## GOAL
Switch "jersey" to "shirt" in the records, from the first line through the line containing "column 671, row 504", and change nothing else. Give back only those lines.

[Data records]
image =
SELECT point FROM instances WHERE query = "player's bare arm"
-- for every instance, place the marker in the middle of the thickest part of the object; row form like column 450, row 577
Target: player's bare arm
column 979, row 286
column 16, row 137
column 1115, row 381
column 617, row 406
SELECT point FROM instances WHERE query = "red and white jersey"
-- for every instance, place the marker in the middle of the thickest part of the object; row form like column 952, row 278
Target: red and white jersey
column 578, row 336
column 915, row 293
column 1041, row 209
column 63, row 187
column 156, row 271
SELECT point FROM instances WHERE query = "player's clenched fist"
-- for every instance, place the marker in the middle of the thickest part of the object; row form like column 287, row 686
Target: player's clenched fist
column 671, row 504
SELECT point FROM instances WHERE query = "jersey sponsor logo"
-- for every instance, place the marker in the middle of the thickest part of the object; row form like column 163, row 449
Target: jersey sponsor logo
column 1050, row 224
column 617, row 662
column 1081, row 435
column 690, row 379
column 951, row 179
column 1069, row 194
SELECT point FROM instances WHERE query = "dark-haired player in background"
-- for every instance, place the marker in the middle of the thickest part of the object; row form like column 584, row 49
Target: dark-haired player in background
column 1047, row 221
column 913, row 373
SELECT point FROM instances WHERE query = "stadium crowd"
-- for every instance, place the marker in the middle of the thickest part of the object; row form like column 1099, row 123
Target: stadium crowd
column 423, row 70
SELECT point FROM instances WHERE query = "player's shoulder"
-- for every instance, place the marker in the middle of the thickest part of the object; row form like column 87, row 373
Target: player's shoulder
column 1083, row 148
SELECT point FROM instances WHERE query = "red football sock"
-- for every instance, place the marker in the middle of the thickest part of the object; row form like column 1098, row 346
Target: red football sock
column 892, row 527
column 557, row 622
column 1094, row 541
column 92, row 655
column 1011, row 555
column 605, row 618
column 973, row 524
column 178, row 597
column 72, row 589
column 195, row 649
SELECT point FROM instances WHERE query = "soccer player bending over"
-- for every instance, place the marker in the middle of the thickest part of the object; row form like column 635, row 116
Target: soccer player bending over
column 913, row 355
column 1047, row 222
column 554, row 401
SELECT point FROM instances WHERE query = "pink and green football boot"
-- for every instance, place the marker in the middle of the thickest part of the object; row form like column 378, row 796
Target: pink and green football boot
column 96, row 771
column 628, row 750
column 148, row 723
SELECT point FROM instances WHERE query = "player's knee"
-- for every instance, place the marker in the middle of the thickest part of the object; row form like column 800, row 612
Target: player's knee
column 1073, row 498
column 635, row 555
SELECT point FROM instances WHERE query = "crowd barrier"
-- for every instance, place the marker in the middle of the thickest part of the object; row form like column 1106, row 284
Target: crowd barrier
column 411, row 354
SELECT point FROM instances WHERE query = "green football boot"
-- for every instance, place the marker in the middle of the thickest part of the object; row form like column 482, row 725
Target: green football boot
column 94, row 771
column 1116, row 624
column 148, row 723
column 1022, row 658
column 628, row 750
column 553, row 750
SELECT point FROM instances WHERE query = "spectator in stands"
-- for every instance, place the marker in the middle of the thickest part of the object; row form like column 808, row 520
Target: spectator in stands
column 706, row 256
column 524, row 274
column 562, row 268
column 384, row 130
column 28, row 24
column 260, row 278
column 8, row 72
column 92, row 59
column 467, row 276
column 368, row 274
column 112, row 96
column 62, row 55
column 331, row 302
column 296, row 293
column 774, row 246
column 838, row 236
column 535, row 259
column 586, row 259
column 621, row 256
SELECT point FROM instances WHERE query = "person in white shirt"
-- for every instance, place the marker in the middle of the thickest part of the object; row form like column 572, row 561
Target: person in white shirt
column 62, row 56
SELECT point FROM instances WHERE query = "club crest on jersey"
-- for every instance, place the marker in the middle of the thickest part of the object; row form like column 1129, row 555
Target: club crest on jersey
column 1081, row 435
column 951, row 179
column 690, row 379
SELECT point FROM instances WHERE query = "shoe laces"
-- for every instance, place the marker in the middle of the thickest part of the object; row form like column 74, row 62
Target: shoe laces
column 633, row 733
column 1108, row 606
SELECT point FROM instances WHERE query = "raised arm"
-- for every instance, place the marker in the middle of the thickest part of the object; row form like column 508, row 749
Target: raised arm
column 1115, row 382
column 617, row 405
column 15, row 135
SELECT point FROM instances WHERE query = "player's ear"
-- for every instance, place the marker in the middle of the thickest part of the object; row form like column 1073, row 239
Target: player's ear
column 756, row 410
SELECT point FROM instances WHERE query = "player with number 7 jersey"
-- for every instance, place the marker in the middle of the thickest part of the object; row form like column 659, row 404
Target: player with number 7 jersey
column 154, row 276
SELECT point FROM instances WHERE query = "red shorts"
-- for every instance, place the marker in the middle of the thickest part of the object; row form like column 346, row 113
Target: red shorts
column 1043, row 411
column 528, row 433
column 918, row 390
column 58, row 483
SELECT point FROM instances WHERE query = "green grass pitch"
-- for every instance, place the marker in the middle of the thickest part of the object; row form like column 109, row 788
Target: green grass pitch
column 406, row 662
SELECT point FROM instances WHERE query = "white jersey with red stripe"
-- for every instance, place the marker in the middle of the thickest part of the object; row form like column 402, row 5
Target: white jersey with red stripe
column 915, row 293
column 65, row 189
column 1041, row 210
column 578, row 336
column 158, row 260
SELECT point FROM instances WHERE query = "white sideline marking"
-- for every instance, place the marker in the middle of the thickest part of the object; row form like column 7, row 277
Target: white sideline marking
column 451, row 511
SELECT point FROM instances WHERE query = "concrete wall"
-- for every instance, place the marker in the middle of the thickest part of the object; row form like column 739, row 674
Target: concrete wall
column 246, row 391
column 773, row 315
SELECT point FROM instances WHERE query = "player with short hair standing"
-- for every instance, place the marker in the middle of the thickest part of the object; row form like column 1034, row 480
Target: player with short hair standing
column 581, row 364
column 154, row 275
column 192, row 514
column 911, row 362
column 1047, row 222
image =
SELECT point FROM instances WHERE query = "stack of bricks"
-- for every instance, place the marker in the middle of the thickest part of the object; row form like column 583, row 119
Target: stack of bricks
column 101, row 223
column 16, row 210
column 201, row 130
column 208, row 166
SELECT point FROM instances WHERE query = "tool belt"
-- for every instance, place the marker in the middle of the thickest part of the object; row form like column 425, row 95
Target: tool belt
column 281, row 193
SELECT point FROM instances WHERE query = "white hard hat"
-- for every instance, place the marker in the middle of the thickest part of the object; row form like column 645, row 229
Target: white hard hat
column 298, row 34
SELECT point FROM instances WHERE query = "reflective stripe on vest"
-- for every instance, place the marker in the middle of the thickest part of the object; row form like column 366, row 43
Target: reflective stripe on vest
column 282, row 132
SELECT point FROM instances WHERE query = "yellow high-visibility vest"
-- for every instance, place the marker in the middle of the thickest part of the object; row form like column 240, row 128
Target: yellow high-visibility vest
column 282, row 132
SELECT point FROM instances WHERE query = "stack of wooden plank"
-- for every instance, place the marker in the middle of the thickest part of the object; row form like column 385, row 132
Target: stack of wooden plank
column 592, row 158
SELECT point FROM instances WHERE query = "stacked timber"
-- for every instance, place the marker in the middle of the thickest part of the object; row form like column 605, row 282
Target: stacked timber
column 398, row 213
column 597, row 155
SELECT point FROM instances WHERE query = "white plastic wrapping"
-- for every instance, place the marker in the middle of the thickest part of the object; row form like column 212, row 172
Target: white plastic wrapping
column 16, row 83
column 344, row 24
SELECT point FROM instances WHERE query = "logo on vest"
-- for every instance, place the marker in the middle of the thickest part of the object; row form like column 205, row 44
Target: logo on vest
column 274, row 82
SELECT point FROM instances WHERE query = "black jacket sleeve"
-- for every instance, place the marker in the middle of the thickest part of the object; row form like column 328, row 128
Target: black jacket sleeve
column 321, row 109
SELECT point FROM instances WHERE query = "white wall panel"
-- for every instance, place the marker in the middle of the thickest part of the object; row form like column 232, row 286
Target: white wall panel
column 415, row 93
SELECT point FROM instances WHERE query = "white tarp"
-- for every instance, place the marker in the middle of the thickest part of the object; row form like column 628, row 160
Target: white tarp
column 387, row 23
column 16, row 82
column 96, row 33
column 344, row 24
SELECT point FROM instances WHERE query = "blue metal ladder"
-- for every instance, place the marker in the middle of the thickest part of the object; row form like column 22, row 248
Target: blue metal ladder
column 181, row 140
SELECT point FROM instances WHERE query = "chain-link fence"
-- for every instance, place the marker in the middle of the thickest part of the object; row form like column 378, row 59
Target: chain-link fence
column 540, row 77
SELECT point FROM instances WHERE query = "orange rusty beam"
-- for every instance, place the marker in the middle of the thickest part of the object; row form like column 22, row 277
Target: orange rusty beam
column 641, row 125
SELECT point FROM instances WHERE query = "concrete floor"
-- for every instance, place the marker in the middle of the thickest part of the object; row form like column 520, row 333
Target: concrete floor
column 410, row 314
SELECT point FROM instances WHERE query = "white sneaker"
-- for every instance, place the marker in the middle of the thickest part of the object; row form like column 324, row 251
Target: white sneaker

## EXERCISE OUTPUT
image =
SELECT point FROM instances WHERE query = "player's bare arm"
-- for every instance, place the marker in the middle of the thickest part of the object; row form like column 450, row 577
Target: player's bare arm
column 979, row 286
column 16, row 137
column 1115, row 381
column 617, row 406
SELECT point FROM instances WHERE query = "red and white shirt"
-- for every instance, place the marker in the middle of the thickest part of the object; row form like column 952, row 278
Target: red and white shirt
column 578, row 336
column 915, row 293
column 1041, row 209
column 63, row 187
column 156, row 271
SELECT point FROM instances WHERE query = "player's clenched fist"
-- for every instance, place the marker in the middle of the thickest part of the object; row form like column 287, row 686
Target: player's clenched fist
column 671, row 504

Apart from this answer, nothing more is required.